BEGIN Data provided

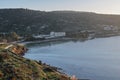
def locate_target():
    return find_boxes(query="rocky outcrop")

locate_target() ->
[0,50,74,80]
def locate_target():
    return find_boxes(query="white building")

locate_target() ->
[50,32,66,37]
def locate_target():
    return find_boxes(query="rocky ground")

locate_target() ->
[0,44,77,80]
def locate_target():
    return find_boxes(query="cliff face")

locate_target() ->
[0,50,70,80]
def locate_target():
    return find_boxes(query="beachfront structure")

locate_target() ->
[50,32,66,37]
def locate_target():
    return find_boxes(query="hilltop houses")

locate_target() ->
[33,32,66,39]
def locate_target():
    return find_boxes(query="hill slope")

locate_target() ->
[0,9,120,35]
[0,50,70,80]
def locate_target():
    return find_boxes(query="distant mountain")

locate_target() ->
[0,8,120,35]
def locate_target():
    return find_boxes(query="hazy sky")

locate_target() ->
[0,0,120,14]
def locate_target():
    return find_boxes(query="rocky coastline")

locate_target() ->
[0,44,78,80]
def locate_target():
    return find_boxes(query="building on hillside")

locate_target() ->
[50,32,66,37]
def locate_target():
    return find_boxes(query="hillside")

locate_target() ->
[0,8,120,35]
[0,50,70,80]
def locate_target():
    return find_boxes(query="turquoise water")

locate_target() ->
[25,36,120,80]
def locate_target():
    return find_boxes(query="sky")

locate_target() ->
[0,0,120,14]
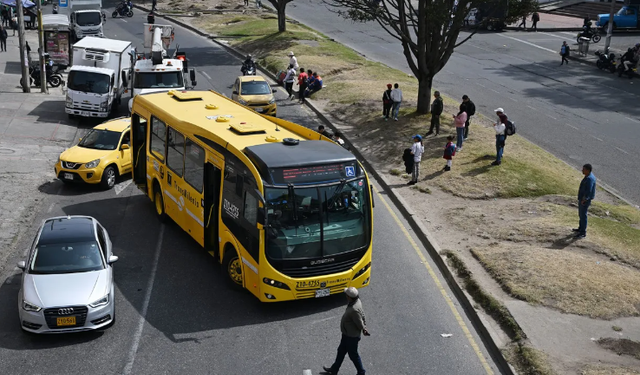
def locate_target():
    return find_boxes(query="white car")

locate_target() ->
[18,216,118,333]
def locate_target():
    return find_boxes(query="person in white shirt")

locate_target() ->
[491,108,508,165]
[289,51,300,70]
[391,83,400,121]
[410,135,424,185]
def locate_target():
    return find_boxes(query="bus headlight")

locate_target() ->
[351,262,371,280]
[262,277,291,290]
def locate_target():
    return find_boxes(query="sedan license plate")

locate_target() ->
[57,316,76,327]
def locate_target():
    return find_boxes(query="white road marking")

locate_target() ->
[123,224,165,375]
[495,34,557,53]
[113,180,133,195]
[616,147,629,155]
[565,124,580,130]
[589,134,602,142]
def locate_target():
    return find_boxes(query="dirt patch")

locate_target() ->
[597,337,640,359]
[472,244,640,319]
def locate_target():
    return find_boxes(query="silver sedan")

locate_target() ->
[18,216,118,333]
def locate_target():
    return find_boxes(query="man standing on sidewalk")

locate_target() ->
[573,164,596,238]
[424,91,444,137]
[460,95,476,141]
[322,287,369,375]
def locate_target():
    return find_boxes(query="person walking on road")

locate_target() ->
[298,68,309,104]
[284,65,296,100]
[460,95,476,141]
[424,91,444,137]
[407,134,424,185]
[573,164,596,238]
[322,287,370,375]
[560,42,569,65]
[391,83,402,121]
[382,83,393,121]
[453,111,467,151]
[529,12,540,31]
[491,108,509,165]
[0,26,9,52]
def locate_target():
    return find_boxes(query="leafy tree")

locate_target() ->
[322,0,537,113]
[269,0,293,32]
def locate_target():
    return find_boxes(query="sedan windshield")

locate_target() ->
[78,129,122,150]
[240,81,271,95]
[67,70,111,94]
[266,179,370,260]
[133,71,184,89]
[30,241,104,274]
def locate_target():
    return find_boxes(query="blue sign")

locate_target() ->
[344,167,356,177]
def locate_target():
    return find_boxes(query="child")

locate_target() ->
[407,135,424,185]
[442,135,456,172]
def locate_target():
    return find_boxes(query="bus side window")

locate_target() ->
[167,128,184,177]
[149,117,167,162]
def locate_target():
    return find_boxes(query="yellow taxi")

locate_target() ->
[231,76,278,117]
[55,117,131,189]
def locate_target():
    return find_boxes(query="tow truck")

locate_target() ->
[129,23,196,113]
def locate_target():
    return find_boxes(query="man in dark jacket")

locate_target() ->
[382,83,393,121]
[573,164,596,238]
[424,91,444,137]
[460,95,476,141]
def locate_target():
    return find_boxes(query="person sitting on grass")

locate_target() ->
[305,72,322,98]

END Data provided

What the task requires: Rewrite the lines from the very first one through the line containing "[0,44,77,80]", both ends and the requests included, increasing every bounding box coordinate in the answers by 36. Leave the pictures out.

Task output:
def locate_target():
    return find_boxes(query="rocky outcrop")

locate_target() ->
[36,86,110,116]
def locate_target():
    return find_boxes(query="white building")

locate_target() ->
[86,68,102,73]
def locate_target():
    return find_boxes(query="rocky ground")

locate_target() ->
[36,80,113,116]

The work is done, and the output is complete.